WHAT IS EXPECTED =
Transcribe every record beneath, precisely as written.

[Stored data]
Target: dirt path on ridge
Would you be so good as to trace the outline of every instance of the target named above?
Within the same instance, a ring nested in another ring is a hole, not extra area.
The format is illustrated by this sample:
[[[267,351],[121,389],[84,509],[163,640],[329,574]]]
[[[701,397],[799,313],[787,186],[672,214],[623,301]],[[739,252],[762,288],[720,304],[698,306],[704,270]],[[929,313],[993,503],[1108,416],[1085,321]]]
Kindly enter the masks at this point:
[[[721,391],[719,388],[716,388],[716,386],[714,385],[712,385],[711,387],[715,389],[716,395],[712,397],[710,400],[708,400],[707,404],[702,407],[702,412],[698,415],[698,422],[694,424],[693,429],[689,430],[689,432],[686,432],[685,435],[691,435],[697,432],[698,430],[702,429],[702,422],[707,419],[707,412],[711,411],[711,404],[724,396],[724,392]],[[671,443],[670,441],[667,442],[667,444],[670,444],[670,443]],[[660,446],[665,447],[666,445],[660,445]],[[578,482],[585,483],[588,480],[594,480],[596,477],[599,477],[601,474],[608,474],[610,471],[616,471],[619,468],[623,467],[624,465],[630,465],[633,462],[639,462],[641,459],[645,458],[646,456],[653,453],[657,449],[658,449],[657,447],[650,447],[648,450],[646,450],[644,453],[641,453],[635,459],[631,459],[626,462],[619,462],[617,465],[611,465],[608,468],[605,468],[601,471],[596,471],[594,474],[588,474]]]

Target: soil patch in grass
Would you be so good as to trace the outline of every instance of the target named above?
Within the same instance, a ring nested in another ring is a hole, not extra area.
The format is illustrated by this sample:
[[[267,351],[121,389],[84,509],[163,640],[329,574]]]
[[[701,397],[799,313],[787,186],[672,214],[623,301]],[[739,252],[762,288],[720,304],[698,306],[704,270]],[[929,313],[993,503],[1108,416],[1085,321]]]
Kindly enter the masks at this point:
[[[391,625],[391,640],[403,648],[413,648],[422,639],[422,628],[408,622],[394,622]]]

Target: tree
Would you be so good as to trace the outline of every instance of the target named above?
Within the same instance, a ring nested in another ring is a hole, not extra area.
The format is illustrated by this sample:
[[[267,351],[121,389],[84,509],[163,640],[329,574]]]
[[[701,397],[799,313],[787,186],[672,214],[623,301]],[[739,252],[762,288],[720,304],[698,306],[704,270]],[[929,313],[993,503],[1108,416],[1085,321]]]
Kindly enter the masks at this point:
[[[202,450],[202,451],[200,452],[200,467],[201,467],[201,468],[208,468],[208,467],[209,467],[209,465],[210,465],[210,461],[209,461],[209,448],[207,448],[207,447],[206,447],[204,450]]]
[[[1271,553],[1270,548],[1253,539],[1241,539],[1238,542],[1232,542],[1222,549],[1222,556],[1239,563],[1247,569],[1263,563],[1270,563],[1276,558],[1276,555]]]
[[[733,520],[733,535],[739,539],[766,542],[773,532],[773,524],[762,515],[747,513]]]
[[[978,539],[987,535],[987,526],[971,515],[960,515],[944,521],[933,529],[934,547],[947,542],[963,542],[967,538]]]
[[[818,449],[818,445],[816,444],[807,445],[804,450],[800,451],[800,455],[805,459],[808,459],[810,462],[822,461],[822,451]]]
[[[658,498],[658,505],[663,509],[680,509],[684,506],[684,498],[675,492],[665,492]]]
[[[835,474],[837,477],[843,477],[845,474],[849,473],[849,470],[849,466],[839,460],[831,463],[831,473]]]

SOLUTION TO THIS EXERCISE =
Target: dirt path on ridge
Would you be so good as to trace the outline of every instance of the target named above?
Within the same instance, a ring nested in another ring is a hole, not extra area.
The format is illustrated by this sample:
[[[267,351],[121,389],[84,509],[163,640],[329,574]]]
[[[701,397],[799,313],[787,186],[672,214],[623,301]],[[739,252],[762,288],[720,304],[698,306],[704,270]],[[929,313],[993,503],[1108,416],[1085,321]]]
Kindly enter the masks at this point:
[[[721,391],[719,388],[716,388],[716,386],[714,385],[712,385],[711,387],[715,389],[716,395],[712,397],[710,400],[708,400],[707,404],[702,407],[702,412],[698,415],[698,422],[694,424],[693,429],[689,430],[689,432],[686,432],[685,435],[691,435],[697,432],[698,430],[702,429],[702,422],[707,419],[707,412],[711,411],[711,404],[724,396],[724,392]],[[671,443],[670,441],[667,442],[667,444],[670,444],[670,443]],[[660,446],[665,447],[666,445],[660,445]],[[578,482],[585,483],[588,480],[594,480],[596,477],[599,477],[601,474],[608,474],[610,471],[616,471],[619,468],[623,467],[624,465],[630,465],[633,462],[639,462],[641,459],[645,458],[646,456],[653,453],[657,449],[658,449],[657,447],[650,447],[648,450],[646,450],[644,453],[641,453],[635,459],[631,459],[626,462],[619,462],[617,465],[611,465],[608,468],[605,468],[601,471],[596,471],[594,474],[588,474]]]

Target: soil patch in grass
Would you be so good as to trace the outline of every instance of the target named above?
Within the same instance, a ring nested in another ring is a hole, not extra area.
The format is illustrated by this sample:
[[[267,351],[121,389],[84,509],[163,640],[329,574]]]
[[[701,397],[799,313],[787,186],[672,214],[623,301]],[[739,252],[762,288],[720,304],[698,306],[704,270]],[[929,313],[993,503],[1108,416],[1085,321]]]
Kindly enter the masks at this point:
[[[391,625],[391,640],[403,648],[413,648],[422,639],[422,628],[408,622],[394,622]]]

Target: tree
Would you be so good as to trace the outline of every instance of the target named above?
Within the same instance, a ring nested in another ring is a hole, not extra area.
The format is illustrated by this sample:
[[[267,351],[121,389],[84,509],[163,640],[329,574]]]
[[[701,397],[799,313],[787,186],[672,214],[623,301]],[[739,252],[762,288],[720,304],[698,306],[704,270]],[[929,313],[993,503],[1108,416],[1085,321]]]
Kindly enter the masks at this point:
[[[202,450],[202,451],[200,452],[200,467],[201,467],[201,468],[208,468],[208,467],[209,467],[209,465],[210,465],[210,461],[209,461],[209,448],[207,448],[207,447],[206,447],[204,450]]]
[[[1271,553],[1270,548],[1253,539],[1241,539],[1238,542],[1232,542],[1222,549],[1222,556],[1239,563],[1247,569],[1263,563],[1270,563],[1276,558],[1276,555]]]
[[[733,520],[733,535],[739,539],[766,542],[773,532],[773,524],[762,515],[747,513]]]
[[[978,539],[987,535],[987,526],[971,515],[960,515],[944,521],[933,529],[934,547],[947,542],[963,542],[967,538]]]
[[[818,449],[818,445],[816,444],[807,445],[804,450],[800,451],[800,455],[805,459],[808,459],[810,462],[822,461],[822,451]]]
[[[658,498],[658,505],[663,509],[680,509],[684,506],[684,498],[675,492],[665,492]]]
[[[835,474],[837,477],[843,477],[845,474],[849,473],[849,470],[849,466],[839,460],[831,463],[831,473]]]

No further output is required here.